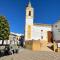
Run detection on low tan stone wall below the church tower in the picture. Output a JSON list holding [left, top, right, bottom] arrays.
[[25, 40, 48, 51]]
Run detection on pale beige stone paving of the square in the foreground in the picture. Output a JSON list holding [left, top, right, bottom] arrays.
[[0, 48, 60, 60]]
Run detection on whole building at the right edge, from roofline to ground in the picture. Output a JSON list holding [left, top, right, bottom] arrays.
[[52, 20, 60, 52]]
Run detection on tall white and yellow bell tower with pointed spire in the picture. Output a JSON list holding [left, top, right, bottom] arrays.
[[25, 1, 34, 40]]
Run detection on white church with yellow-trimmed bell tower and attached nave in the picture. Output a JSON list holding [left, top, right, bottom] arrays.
[[25, 2, 52, 42]]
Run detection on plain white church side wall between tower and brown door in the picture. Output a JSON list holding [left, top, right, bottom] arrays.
[[32, 26, 52, 40]]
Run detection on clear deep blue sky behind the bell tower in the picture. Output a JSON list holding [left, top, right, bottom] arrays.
[[0, 0, 60, 33]]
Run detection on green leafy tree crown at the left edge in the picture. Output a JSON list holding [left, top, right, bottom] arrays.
[[0, 16, 10, 40]]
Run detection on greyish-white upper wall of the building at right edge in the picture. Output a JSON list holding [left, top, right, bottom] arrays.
[[52, 21, 60, 40]]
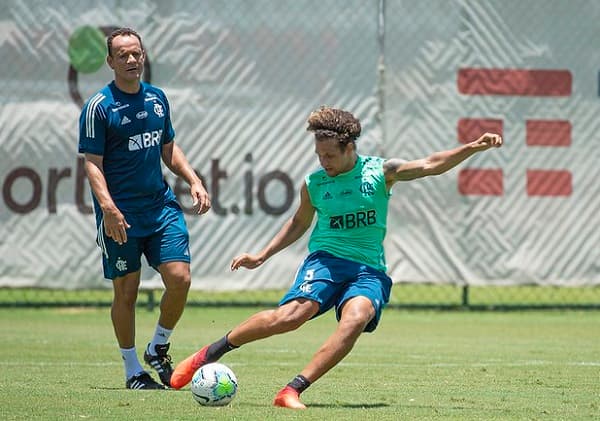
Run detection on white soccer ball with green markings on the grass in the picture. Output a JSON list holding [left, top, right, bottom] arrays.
[[190, 363, 237, 406]]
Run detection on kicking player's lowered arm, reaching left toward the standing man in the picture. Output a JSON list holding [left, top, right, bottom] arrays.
[[231, 183, 315, 270]]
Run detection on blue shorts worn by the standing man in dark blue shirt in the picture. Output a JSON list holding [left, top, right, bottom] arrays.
[[96, 202, 190, 279]]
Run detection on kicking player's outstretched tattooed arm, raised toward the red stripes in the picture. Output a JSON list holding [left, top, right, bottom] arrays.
[[383, 133, 502, 188]]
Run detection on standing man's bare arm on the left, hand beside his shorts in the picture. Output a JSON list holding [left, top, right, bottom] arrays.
[[85, 153, 130, 244]]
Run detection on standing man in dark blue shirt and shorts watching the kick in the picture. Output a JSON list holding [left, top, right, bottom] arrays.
[[79, 28, 210, 389]]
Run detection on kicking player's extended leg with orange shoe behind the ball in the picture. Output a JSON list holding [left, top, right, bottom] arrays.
[[171, 299, 319, 389]]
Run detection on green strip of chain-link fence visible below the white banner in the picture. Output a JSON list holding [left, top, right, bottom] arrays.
[[0, 284, 600, 310]]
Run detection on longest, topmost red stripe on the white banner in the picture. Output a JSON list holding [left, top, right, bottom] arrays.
[[457, 68, 573, 96]]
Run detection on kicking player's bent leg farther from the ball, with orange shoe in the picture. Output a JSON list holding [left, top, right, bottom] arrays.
[[273, 297, 375, 409]]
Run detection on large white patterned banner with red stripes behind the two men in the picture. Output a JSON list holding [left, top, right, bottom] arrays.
[[0, 0, 600, 290]]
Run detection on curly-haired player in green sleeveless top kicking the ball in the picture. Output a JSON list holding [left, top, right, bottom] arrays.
[[171, 107, 502, 409]]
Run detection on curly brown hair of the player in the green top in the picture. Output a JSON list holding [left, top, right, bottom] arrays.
[[306, 106, 361, 147]]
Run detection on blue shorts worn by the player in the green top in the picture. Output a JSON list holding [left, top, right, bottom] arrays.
[[279, 251, 392, 332]]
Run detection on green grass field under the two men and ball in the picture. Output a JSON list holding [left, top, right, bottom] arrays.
[[0, 308, 600, 421]]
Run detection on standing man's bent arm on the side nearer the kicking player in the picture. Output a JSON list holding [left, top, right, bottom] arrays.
[[162, 141, 210, 214]]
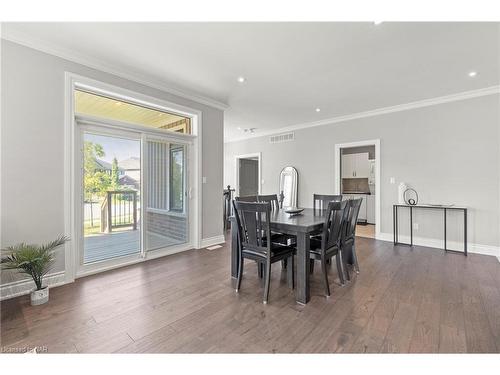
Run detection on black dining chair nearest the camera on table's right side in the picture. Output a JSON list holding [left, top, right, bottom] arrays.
[[309, 201, 348, 296]]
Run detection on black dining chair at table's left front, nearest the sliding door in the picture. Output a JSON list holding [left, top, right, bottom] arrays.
[[233, 201, 295, 304]]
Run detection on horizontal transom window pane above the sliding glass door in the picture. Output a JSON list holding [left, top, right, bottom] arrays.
[[75, 90, 191, 134]]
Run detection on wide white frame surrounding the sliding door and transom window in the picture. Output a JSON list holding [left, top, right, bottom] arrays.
[[64, 72, 203, 283]]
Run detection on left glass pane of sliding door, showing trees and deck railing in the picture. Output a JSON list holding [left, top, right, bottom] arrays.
[[83, 132, 141, 264]]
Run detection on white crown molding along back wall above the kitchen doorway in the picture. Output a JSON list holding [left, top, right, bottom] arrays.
[[224, 85, 500, 143]]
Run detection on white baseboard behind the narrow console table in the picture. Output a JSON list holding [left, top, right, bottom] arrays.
[[377, 233, 500, 260]]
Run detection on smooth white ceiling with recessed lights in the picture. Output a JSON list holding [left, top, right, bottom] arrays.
[[3, 22, 500, 140]]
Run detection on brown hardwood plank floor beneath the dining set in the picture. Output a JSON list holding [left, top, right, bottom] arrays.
[[1, 238, 500, 353]]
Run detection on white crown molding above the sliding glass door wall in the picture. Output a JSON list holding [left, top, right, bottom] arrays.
[[1, 27, 229, 110]]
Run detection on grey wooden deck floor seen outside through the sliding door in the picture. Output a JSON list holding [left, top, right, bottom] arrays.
[[84, 230, 186, 263]]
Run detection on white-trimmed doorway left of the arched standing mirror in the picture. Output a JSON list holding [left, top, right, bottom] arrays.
[[236, 153, 261, 197]]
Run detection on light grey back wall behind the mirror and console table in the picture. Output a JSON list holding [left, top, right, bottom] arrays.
[[224, 95, 500, 255]]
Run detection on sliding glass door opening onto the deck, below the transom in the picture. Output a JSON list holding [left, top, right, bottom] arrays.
[[79, 123, 190, 273]]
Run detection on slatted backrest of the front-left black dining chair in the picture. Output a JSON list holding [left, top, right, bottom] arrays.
[[233, 201, 271, 257]]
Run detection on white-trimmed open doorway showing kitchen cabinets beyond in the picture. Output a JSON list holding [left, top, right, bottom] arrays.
[[335, 140, 380, 238]]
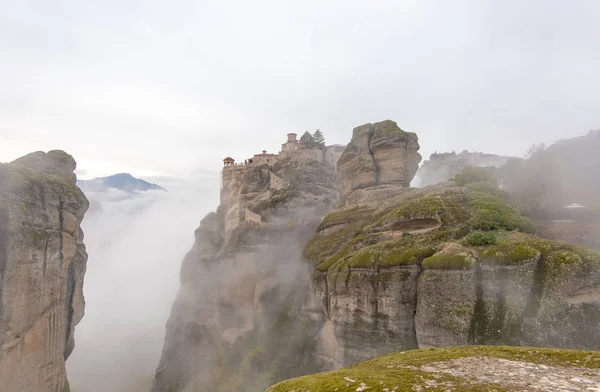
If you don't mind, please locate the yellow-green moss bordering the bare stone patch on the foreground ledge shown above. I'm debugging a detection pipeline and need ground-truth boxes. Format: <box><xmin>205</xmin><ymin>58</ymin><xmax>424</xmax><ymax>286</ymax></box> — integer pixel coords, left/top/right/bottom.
<box><xmin>267</xmin><ymin>346</ymin><xmax>600</xmax><ymax>392</ymax></box>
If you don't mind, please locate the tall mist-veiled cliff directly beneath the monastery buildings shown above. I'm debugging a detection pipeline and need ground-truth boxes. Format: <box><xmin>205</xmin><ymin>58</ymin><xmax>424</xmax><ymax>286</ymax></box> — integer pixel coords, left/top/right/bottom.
<box><xmin>153</xmin><ymin>157</ymin><xmax>341</xmax><ymax>392</ymax></box>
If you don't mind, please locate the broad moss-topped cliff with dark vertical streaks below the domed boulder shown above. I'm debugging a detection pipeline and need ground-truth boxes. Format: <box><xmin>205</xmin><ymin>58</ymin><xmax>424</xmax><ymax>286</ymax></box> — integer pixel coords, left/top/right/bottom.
<box><xmin>304</xmin><ymin>128</ymin><xmax>600</xmax><ymax>365</ymax></box>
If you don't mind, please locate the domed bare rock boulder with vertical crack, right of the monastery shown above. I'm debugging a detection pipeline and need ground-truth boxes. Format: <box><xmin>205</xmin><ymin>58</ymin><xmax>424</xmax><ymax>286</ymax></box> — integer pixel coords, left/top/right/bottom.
<box><xmin>337</xmin><ymin>120</ymin><xmax>421</xmax><ymax>197</ymax></box>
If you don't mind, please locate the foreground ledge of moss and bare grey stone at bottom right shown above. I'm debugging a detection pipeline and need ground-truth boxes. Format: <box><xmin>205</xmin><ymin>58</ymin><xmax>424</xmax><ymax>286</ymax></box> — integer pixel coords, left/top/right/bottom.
<box><xmin>267</xmin><ymin>346</ymin><xmax>600</xmax><ymax>392</ymax></box>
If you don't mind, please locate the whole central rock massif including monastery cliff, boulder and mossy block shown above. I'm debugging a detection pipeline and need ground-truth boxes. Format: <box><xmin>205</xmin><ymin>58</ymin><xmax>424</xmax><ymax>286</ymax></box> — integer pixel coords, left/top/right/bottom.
<box><xmin>153</xmin><ymin>121</ymin><xmax>600</xmax><ymax>392</ymax></box>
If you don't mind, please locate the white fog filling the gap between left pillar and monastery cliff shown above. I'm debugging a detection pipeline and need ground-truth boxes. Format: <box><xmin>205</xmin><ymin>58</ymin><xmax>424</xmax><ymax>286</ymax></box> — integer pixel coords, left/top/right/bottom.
<box><xmin>67</xmin><ymin>173</ymin><xmax>219</xmax><ymax>392</ymax></box>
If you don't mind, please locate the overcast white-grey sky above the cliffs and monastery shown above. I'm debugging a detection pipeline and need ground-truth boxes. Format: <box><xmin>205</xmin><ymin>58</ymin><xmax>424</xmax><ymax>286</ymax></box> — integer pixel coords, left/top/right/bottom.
<box><xmin>0</xmin><ymin>0</ymin><xmax>600</xmax><ymax>176</ymax></box>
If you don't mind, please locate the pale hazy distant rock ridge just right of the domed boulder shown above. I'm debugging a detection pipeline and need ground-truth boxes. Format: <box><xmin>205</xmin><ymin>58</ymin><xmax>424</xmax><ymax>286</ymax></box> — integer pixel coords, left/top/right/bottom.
<box><xmin>414</xmin><ymin>150</ymin><xmax>519</xmax><ymax>187</ymax></box>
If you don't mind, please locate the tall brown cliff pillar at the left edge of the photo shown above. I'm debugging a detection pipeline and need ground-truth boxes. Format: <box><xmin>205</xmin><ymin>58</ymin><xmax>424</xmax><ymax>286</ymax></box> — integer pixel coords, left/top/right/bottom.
<box><xmin>0</xmin><ymin>151</ymin><xmax>88</xmax><ymax>392</ymax></box>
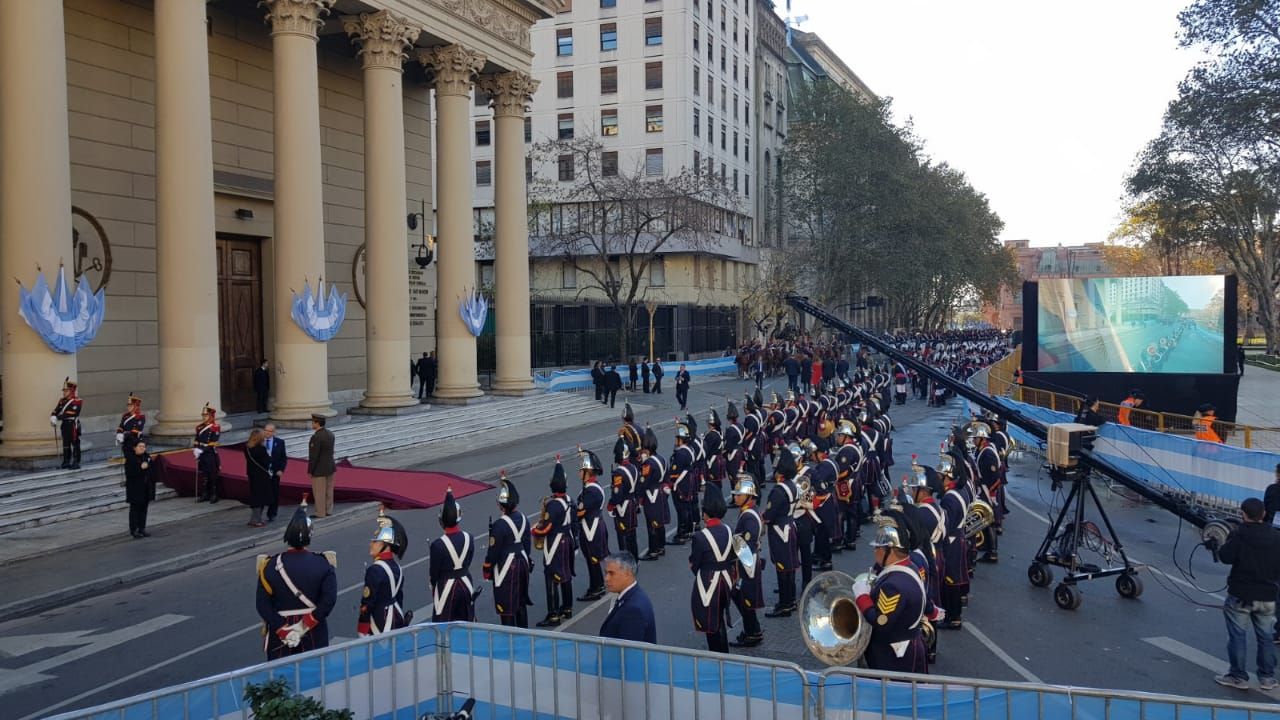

++++++++++++++++++++

## TASK DETAILS
The lines to retype run from the one containing "If you don't mind, please locate the pale" through the last line of the records above; write them exactly and skip the pictures.

## EXPECTED OUTPUT
If you don't mind, please locate the pale hazy distant rock ridge just right of the domed boulder shown above. I'm debugging a detection pipeline and need ground-truth boxes. Format: <box><xmin>205</xmin><ymin>58</ymin><xmax>424</xmax><ymax>286</ymax></box> — integer pixel coords, left/top/right/bottom.
<box><xmin>414</xmin><ymin>150</ymin><xmax>519</xmax><ymax>187</ymax></box>
If you don't mind, please locate the tall brown cliff pillar at the left edge of the photo shown above. I'm debugging a detection pipeline and need ground-truth boxes. Format: <box><xmin>205</xmin><ymin>58</ymin><xmax>424</xmax><ymax>286</ymax></box> — integer pixel coords, left/top/right/bottom.
<box><xmin>0</xmin><ymin>151</ymin><xmax>88</xmax><ymax>392</ymax></box>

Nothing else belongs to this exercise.